— Texto fornecido —
= = = =
O noticiário fornece o número de mortos e feridos. Achamos tudo triste, mas normal.

É apenas mais uma operação que tem como objetivo "pegar bandidos".

Tudo isso a gente assimila porque está em nossa configuração padrão associar favela à bandidagem ainda que as favelas sejam residência de uma maioria trabalhadora.

Assim como em nossos condomínios, onde há trabalhadores mas também há, certamente, bandidos: gente que sonega, que corrompe, que evade, que explora. Gente que escraviza trabalhadoras domésticas e que comete violência de gênero.

Bandidagem não é apenas roubar carro ou celular na esquina. Bandido é também aquele que pratica crimes como sonegação, evasão, exploração e corrupção.

Mas na favela tem muita droga, dizem.

E nos nossos condomínios? Certamente tem na mesmíssima proporção.

Que tipo de democracia permitiria que a polícia entrasse atirando em seu condomínio em busca de suspeitos?

Diante do crime registrado em vídeo de um médico estuprando sua paciente enquanto ela estava parindo vimos uma polícia educadíssima convidar o criminoso a ir com eles até a delegacia.
= = = =
— Problema proposto —
Dê continuidade ao texto sobre operações policiais em favelas, começando logo após a última frase apresentada.

(Dados de indicação de regiões)
= = = =
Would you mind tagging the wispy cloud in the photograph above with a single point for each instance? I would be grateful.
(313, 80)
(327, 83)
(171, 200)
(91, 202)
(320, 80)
= = = =
— Resposta —
Estupro comprovado. Um crime chocante, perverso, abjeto. Muito mais grotesco do que roubar um carro, um celular, fumar maconha, cheirar pó.

E, ainda assim, a polícia chega ao hospital sem disparar um tiro sequer.

Por que aceitamos que seja diferente nas favelas e periferias? O que isso diz sobre nós mesmos?

Eis aqui um exercício legítimo: imagine-se acordando ao som de tiros, levantando para ver sua porta toda baleada, um policial fortemente armado já em sua cozinha atirando pela janela.

Ele acertou um tiro na vizinha, uma trabalhadora doméstica que saía para mais um dia de tarefas bem na hora que o tiroteio começou. Você vê o corpo dela no chão e os filhos berrando.

Agora são os seus filhos gritam apavorados. Você começa a passar mal, mas não tem para quem ligar.

O policial nem olha para a sua cara e grita para que você pare de chorar. Aponta a arma para a cabeça do mais velho, ameaça estourar os miolos dele caso vocês não fiquem quietos.

Você sabe que eles vão embora, mas voltarão daqui a um tempo. É assim desde sempre.

Como seus filhos crescerão? Com que tipo de danos emocionais eles se formarão adultos? Você diria que mora numa democracia se tivesse que viver nessas condições?

Você dormiria pensando que da próxima vez talvez sejam os seus filhos aqueles atingidos pelos tiros?

"Ah, mas morreu policial também".

Sim, infelizmente dentro desse cenário de guerra haverá mortes de ambos os lados. De um lado muito mais do que do outro, mas, ainda assim, vidas perdidas em nome de uma falsa ideia de justiça.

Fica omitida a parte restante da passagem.